Task objective
Only those lines running from the line that contains "Where can you see the yellow daisy-like" through the end of the material are to be written out, each exactly as shown.

Dataset content

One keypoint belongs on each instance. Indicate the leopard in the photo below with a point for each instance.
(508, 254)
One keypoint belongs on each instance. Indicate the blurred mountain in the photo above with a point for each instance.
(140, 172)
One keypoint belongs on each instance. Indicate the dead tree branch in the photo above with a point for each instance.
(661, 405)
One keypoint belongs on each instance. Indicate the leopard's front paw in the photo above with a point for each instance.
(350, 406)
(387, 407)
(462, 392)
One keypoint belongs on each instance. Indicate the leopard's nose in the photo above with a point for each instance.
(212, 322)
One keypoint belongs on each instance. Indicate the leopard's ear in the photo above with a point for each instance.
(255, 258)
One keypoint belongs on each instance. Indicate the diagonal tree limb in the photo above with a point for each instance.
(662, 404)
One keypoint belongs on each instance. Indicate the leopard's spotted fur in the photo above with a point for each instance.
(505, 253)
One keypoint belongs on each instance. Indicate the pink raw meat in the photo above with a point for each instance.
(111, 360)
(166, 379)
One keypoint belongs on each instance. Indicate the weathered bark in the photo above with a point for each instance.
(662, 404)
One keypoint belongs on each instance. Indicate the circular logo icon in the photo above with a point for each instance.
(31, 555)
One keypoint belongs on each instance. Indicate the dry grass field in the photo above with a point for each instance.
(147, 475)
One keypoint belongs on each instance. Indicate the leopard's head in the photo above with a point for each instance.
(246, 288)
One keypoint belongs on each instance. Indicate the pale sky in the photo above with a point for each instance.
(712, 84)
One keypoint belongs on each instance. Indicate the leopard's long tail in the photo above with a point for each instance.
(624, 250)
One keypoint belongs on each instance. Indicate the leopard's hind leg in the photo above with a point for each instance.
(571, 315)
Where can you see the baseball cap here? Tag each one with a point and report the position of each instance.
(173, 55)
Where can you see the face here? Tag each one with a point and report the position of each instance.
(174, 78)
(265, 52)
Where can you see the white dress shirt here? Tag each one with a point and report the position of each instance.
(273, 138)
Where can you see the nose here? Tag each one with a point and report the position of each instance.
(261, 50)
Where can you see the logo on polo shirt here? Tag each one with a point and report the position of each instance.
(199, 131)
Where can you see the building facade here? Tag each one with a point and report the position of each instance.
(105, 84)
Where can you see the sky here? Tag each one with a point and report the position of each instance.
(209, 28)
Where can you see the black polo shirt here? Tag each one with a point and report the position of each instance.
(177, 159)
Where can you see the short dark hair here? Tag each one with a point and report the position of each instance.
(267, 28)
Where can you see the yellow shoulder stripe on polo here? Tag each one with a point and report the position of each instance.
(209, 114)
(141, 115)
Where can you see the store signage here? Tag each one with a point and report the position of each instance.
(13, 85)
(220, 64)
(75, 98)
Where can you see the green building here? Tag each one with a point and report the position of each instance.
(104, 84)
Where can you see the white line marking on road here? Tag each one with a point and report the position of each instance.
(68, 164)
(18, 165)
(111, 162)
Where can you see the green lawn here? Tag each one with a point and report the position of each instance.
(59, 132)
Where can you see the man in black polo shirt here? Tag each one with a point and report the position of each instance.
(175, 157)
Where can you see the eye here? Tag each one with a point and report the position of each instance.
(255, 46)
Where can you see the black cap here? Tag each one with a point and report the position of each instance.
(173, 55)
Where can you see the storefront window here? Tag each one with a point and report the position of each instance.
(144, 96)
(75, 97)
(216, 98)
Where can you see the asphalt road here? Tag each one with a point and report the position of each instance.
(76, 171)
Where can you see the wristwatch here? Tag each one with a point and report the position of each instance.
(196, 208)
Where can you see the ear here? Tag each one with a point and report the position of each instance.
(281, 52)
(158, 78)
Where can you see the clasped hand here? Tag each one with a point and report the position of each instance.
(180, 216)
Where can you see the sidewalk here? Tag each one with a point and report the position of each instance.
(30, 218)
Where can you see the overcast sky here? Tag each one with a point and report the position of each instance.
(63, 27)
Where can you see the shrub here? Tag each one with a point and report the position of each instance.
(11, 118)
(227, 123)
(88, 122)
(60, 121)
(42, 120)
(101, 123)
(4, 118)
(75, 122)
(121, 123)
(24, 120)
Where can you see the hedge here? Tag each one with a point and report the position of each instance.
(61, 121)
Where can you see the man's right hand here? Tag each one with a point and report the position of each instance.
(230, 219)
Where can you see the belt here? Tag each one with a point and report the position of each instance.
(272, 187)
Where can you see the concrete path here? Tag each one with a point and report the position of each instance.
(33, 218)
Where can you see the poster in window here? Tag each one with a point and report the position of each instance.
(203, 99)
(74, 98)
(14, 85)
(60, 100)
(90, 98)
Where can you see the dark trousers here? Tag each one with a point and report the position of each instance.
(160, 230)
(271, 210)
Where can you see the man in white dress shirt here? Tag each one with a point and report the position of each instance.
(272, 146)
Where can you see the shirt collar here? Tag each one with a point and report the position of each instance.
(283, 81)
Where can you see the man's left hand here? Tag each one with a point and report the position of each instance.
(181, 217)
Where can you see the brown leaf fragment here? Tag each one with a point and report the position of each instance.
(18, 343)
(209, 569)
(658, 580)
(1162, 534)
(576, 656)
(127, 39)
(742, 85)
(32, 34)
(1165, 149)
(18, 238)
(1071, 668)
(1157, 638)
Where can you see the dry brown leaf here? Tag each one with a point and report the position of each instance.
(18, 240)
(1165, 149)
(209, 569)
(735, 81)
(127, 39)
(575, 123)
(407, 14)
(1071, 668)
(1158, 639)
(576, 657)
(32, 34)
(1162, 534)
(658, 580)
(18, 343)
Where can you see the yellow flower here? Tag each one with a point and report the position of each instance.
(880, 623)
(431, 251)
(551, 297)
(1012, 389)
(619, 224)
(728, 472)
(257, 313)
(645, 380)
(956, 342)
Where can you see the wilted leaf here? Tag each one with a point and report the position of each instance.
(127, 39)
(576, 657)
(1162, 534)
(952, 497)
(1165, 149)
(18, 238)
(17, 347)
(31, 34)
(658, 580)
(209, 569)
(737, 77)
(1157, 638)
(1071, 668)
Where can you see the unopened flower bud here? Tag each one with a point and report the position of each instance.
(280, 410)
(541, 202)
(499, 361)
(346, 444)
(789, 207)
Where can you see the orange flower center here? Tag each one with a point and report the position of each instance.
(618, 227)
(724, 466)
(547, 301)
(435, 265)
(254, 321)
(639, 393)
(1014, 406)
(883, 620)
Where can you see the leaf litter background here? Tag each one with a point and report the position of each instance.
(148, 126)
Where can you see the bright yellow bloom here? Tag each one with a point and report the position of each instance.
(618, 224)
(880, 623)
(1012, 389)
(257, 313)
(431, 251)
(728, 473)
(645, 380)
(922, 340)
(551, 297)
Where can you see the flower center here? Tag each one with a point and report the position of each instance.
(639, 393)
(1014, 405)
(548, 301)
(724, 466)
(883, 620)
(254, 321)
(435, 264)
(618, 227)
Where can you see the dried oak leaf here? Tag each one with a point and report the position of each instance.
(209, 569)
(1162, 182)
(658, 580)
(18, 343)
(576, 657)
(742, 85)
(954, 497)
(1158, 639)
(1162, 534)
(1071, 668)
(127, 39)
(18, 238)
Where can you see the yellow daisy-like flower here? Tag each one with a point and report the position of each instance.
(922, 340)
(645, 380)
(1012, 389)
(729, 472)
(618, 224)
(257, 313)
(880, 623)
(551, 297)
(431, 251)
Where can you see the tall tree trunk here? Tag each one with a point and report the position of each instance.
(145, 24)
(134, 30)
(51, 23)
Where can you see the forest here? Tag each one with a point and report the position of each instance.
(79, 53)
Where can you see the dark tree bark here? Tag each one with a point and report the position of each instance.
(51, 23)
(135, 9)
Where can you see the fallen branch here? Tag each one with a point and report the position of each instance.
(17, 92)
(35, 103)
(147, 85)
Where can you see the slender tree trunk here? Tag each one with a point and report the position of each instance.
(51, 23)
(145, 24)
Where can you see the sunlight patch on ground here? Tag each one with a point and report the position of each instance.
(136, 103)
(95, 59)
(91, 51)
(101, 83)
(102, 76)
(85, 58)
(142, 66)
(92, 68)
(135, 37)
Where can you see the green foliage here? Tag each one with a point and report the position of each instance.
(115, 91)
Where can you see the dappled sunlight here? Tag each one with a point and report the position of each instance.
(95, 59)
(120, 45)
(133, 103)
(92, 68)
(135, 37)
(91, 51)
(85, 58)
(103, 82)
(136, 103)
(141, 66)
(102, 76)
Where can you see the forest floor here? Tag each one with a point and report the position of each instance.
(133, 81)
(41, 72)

Solution
Where can you see the yellow daisy-like flower here? Tag each one with a point and report the position of each instance.
(922, 340)
(645, 380)
(1012, 389)
(729, 472)
(618, 224)
(257, 313)
(880, 623)
(551, 297)
(431, 251)
Where can you see the tall tree trunk here? Tag each one with a point and report the position of each instance.
(145, 24)
(134, 30)
(51, 23)
Where can you see the forest here? Tag each one with a point and report the position of each instance.
(79, 53)
Where can you see the dark tree bark here? Tag each one with a point and report the position of each instance.
(51, 23)
(135, 9)
Where can you see the fallen branch here? Tag each one with a point and report the position of each instance.
(17, 92)
(35, 103)
(147, 85)
Where can you see the slender tree trunk here? Tag each one with a point and report the position of each instance.
(51, 23)
(145, 24)
Where can you see the sunlight patch on ground here? Tag each one with a point and report the position of each instance.
(136, 103)
(95, 59)
(91, 51)
(101, 83)
(102, 76)
(85, 58)
(142, 66)
(92, 68)
(135, 37)
Where can you see the green foliage here? Tag each one with a point and report the position of each instance.
(115, 91)
Where can you see the dappled sunlight here? Tag each one with a point and report the position of each instance.
(95, 59)
(120, 45)
(133, 103)
(92, 68)
(135, 37)
(91, 51)
(85, 58)
(103, 82)
(136, 103)
(141, 66)
(102, 76)
Where can you see the forest floor here? Tag each one with a point and report the position of each instance.
(133, 81)
(41, 72)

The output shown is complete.